PROBLEM: Print the records below exactly; all of them are needed.

SUPPLIED DATA:
---*---
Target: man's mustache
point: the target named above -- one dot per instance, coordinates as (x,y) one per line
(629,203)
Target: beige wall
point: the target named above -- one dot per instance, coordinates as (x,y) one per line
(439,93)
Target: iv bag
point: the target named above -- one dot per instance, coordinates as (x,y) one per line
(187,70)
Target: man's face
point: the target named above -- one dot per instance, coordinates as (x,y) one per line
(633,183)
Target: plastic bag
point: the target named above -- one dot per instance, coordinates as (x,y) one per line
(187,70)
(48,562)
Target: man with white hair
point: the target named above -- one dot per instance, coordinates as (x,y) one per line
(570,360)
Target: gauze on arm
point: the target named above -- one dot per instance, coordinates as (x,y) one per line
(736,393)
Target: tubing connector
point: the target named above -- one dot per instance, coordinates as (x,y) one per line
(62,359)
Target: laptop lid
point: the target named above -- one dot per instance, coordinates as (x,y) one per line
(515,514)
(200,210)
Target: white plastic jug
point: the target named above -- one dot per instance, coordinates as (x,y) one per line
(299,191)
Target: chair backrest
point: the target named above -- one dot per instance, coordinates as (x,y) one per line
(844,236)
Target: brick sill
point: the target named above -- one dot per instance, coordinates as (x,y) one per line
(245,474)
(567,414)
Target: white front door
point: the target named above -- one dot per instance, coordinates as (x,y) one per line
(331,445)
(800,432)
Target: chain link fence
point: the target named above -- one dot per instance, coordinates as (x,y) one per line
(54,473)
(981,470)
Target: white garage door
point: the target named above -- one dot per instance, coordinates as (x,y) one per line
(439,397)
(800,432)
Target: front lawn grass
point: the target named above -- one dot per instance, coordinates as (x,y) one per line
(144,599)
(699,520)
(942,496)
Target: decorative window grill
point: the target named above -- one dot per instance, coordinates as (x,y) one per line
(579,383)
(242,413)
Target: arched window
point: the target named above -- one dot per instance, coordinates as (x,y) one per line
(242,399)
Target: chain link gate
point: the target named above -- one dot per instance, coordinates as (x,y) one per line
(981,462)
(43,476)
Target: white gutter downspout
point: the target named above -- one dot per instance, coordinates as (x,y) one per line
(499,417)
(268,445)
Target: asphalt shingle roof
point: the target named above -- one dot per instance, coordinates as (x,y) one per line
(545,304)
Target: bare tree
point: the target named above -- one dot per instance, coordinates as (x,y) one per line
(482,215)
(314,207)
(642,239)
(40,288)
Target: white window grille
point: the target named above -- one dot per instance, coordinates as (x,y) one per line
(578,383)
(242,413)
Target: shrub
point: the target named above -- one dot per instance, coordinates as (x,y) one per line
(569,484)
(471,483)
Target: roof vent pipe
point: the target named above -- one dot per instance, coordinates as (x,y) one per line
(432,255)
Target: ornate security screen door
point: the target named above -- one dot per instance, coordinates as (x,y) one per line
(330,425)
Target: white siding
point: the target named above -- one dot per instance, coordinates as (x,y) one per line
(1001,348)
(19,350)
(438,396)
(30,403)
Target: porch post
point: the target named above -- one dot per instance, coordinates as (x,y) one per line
---*---
ANSWER TO THE PROBLEM:
Target: man's mustache
point: the target named above -- one dot per instance, coordinates as (x,y) one per line
(629,203)
Target: beige wall
point: the target named above -- one dot per instance, coordinates as (x,y) one per line
(439,93)
Target: iv bag
point: the target named above -- one dot per instance, coordinates as (x,y) one per line
(187,70)
Target: man's face
point: the target named above -- one dot per instance, coordinates as (x,y) one per line
(633,183)
Target: plastic bag
point: the target named above -- one dot per instance, coordinates as (x,y) one per line
(187,70)
(48,562)
Target: man with white hair
point: the target named above -- one dot per instance, coordinates as (x,y) one per line
(570,360)
Target: gauze on arm
point: the target named above -- one dot per instance, coordinates as (x,y) one per line
(736,393)
Target: tubing connector
point: the target named above -- one dot per instance, coordinates as (x,y) one per line
(62,359)
Target: laptop lid
point: the target named above -- one dot per instance, coordinates as (x,y) one per line
(515,514)
(200,210)
Target: white plastic jug
point: the target named above -- one dot per instance, coordinates as (x,y) one per line
(299,191)
Target: chair backrest
point: the target named above -- one dot per instance, coordinates as (x,y) one per line
(844,236)
Target: brick sill
point: the target named above -- one dot per instance, coordinates as (x,y) one per line
(245,474)
(567,414)
Target: white front door
point: the target named above -- one dot per instance, coordinates as (x,y) one per line
(331,445)
(800,432)
Target: chain link fence
point: the target named above -- one dot per instance, coordinates as (x,y) one per line
(54,473)
(981,470)
Target: white garage door
point: the target named above -- one dot per instance, coordinates as (x,y) one per line
(439,397)
(800,432)
Target: front lawn grass
point: the target named above -- one dot per instance, coordinates as (x,y) one per line
(144,599)
(699,520)
(942,496)
Target: decorative window grill
point: the target named above -- one dot per instance, coordinates as (x,y) one per line
(579,383)
(242,413)
Target: arched window
point: the target named above -- one dot per instance, coordinates as (x,y) one per line
(242,399)
Target: chain link gate
point: the target named above -- one dot per instance, coordinates as (x,y) one per line
(981,462)
(43,476)
Target: white gutter downspout
point: the target named above -- one dot per instance, coordinates as (x,y) one per line
(499,417)
(268,445)
Target: asphalt shingle roof
point: the target named above -- one dot per instance, coordinates as (x,y) one per line
(545,304)
Target: bare tree
point: the target named above -- one dot per instance, coordinates as (x,y) one per line
(482,215)
(314,207)
(642,239)
(40,288)
Target: white window grille
point: the target named above -- one dot per instance, coordinates as (x,y) one per line
(578,383)
(242,413)
Target: shrub
point: the target named above -- one dot per instance, coordinates as (x,y) one per line
(569,484)
(471,483)
Target: roof vent pipe
point: the target named above -- one dot per instance, coordinates as (x,y) one per line
(432,255)
Target: ornate security screen door
point: the target named above -- one dot per instance, coordinates as (x,y) one per line
(330,425)
Target: white siding
point: the target named above -- one dot per instance, coordinates as (x,y) one per line
(1001,348)
(19,350)
(438,396)
(30,403)
Target: porch post
point: the target named above -- one dot per instance, coordinates as (x,y) one per line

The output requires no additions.